Extracted data ->

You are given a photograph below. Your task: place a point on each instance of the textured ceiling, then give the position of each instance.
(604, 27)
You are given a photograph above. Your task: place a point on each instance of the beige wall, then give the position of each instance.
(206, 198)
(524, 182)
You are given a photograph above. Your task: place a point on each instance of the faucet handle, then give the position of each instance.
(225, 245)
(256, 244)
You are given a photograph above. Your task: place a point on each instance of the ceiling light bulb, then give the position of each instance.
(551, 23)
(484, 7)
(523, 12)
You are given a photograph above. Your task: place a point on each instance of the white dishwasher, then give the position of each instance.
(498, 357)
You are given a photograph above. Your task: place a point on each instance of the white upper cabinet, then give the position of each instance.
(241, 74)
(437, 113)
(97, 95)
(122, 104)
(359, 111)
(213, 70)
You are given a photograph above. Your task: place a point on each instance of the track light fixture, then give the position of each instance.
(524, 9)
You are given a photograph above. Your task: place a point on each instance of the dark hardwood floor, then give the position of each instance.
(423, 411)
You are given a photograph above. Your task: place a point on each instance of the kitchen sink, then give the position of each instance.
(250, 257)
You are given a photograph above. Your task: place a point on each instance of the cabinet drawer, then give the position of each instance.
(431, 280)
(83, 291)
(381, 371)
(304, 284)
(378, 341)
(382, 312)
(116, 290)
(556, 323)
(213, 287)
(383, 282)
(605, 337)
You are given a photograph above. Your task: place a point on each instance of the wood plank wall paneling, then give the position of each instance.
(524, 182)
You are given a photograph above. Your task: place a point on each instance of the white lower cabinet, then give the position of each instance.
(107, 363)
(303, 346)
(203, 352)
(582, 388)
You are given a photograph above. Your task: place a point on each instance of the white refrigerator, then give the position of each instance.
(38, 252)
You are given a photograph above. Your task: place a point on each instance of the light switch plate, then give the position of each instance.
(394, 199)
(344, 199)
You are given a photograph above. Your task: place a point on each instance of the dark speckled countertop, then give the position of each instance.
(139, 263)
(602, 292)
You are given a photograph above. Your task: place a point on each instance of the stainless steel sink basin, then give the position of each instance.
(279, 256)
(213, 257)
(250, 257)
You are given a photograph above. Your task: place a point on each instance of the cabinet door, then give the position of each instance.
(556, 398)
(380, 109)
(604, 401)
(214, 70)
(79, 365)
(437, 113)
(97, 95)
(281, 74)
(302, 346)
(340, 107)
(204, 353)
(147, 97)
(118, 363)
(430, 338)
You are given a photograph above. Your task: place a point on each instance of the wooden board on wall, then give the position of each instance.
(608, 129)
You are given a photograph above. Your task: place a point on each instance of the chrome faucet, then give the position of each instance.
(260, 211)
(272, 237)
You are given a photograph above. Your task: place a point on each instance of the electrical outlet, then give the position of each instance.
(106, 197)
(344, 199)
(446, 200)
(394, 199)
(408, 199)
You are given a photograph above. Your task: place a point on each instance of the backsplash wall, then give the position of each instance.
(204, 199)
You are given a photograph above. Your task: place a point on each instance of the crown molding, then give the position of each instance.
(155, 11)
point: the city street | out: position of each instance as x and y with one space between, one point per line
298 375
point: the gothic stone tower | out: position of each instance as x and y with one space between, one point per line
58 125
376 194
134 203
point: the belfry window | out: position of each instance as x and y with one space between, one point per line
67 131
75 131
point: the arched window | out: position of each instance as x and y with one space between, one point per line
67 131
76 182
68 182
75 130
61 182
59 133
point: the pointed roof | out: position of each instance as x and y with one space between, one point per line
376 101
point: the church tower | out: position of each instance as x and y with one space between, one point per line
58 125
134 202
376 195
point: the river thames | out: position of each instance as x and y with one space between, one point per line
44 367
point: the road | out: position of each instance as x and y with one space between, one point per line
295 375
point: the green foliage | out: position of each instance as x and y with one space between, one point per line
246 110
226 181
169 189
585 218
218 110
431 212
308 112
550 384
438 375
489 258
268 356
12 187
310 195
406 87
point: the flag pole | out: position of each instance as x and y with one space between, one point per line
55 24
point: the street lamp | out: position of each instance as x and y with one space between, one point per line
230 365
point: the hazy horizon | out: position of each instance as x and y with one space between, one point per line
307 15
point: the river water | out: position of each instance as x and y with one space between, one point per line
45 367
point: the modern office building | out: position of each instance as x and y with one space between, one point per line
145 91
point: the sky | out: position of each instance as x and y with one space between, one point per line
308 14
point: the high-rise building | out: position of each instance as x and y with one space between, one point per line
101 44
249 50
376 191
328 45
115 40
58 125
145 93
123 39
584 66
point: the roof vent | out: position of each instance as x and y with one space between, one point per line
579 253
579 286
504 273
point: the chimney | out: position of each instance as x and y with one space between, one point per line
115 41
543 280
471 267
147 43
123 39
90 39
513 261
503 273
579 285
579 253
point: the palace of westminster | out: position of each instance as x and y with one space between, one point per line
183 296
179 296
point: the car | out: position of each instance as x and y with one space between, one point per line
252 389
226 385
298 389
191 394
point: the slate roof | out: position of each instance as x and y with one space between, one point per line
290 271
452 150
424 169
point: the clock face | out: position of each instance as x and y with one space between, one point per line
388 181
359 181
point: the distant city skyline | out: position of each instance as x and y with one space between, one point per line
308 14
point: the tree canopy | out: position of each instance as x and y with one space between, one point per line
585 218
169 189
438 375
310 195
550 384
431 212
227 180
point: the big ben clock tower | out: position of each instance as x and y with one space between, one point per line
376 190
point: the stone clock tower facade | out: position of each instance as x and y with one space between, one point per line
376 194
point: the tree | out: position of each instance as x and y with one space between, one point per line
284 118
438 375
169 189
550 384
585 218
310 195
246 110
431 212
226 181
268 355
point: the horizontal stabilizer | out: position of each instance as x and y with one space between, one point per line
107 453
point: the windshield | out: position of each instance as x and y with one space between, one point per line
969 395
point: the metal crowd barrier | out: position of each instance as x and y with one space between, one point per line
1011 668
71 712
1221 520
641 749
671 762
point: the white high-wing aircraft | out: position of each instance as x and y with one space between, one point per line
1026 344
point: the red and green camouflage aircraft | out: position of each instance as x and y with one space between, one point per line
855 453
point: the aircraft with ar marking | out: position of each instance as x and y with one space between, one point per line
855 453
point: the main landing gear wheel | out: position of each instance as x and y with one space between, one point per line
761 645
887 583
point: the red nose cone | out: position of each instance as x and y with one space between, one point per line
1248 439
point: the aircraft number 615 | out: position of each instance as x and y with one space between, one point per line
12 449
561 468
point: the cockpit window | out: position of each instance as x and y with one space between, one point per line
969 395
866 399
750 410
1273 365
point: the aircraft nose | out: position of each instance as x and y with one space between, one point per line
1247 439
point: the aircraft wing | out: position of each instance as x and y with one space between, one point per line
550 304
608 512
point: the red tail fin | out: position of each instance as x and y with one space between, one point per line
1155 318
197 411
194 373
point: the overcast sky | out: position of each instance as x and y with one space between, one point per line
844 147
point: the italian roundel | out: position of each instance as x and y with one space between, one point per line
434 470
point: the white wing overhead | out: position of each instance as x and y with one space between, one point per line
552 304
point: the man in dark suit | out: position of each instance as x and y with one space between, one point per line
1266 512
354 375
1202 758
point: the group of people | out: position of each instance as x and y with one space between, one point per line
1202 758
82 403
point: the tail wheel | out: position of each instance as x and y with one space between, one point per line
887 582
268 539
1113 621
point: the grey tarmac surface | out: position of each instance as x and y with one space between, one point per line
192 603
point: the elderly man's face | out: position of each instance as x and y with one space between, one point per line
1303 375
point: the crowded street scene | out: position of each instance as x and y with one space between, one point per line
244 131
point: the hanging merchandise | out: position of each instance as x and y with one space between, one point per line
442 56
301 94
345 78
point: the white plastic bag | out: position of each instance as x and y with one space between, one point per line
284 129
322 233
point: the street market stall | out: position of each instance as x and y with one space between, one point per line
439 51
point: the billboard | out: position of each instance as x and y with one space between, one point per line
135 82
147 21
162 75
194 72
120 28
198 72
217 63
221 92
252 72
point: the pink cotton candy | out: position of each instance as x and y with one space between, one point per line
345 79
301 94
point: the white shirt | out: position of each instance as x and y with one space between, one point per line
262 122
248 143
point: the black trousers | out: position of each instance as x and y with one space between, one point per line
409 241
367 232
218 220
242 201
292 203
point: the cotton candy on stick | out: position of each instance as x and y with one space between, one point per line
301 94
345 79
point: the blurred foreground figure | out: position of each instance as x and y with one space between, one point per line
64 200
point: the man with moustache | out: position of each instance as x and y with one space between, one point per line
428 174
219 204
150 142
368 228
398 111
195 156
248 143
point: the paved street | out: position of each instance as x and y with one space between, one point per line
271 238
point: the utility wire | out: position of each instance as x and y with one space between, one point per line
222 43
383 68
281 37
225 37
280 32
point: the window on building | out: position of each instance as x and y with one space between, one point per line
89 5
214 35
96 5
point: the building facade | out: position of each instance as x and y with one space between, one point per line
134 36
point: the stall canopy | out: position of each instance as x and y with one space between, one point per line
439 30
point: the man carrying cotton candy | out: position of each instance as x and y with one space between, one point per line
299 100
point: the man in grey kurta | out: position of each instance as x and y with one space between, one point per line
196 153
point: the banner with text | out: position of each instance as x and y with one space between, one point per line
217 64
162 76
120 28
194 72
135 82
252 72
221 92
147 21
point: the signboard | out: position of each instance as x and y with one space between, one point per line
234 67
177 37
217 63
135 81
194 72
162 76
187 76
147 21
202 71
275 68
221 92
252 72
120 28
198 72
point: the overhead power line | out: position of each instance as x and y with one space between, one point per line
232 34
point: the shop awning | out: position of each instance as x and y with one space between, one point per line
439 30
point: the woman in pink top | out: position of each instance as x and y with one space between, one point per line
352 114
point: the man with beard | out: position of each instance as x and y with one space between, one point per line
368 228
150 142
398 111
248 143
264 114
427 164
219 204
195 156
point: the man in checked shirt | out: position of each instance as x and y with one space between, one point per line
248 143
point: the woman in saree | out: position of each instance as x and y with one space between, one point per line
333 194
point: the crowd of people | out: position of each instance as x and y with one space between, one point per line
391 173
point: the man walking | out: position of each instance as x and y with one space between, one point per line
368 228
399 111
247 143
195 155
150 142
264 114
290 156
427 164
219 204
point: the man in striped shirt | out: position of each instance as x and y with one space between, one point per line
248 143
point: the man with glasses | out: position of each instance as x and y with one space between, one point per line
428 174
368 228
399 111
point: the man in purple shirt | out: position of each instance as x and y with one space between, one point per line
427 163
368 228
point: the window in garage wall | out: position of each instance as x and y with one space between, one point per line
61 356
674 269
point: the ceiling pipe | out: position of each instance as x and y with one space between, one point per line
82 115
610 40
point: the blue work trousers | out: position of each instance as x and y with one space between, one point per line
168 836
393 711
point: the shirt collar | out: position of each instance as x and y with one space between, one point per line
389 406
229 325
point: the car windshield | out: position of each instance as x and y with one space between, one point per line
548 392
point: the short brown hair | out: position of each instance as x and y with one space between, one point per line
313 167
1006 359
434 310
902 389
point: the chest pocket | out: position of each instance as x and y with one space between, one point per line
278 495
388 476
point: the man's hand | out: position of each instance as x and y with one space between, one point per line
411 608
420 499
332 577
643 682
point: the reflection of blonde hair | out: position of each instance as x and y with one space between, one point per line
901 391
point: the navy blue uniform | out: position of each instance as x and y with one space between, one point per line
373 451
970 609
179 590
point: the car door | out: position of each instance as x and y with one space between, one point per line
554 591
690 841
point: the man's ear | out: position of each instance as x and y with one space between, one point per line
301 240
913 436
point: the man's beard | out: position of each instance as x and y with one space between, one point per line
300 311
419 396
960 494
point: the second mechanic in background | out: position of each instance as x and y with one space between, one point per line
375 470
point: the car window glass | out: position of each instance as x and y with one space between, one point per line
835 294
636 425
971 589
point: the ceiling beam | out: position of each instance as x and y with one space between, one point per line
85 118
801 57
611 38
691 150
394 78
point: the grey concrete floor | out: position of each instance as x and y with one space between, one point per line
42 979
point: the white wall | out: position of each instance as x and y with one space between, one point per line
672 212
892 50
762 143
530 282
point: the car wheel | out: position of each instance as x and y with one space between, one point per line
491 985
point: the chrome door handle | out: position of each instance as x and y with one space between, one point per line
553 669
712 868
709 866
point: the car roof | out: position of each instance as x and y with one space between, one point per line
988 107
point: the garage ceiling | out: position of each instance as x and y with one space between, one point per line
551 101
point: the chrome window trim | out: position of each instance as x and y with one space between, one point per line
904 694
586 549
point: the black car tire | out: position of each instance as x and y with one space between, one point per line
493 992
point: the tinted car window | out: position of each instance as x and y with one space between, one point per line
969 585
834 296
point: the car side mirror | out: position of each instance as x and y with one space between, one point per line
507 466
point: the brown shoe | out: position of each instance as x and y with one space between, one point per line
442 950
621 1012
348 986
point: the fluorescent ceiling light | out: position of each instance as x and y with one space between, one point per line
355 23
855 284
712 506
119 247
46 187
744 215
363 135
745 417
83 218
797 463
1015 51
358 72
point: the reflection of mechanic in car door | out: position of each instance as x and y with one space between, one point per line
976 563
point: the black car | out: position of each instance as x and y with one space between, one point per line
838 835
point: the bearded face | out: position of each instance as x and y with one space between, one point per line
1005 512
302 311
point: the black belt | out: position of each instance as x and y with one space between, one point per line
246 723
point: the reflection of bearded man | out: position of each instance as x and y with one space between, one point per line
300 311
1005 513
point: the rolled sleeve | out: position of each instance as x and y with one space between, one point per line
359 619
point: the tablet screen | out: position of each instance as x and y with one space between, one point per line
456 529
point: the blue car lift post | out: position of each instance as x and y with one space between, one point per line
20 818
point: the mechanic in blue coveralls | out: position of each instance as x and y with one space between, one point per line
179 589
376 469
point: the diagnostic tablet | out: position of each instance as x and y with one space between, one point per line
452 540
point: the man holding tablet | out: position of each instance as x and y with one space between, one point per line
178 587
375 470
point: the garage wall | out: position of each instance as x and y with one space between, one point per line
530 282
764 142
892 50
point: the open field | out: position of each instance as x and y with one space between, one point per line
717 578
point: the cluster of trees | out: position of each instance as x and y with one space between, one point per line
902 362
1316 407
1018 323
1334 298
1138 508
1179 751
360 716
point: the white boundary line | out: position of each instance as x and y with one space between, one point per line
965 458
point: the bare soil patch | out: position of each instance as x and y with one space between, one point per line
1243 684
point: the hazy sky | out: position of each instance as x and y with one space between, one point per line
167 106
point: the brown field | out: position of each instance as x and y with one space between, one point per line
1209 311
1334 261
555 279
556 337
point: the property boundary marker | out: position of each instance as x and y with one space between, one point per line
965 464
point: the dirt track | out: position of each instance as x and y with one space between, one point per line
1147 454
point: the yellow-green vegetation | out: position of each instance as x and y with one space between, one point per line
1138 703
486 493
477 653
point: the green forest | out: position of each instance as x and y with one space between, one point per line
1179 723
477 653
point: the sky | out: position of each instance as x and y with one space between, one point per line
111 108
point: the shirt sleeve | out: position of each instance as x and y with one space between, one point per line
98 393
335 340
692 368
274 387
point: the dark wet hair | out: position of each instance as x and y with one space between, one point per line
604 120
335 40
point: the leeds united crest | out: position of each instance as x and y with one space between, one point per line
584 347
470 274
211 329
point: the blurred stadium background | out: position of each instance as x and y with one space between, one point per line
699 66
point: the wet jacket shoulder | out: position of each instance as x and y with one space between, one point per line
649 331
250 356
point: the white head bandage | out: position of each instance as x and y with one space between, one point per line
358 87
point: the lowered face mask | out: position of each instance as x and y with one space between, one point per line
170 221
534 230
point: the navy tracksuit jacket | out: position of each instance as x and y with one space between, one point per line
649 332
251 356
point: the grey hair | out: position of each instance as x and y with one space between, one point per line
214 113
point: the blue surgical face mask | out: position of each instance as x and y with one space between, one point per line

The task -> Repeat nothing before the line containing "point: the navy tracksuit"; repeat that line and every later line of the listing exactly.

Solution ->
point: the navy tracksuit jacket | out: position of each instance as x and y with one space between, one point per line
649 332
251 356
point: the grey hair | out: position of each instance as x and y with one space between, one point per line
214 113
point: the blue surgical face mask | out: position of each instance as x and y with one space between, one point per line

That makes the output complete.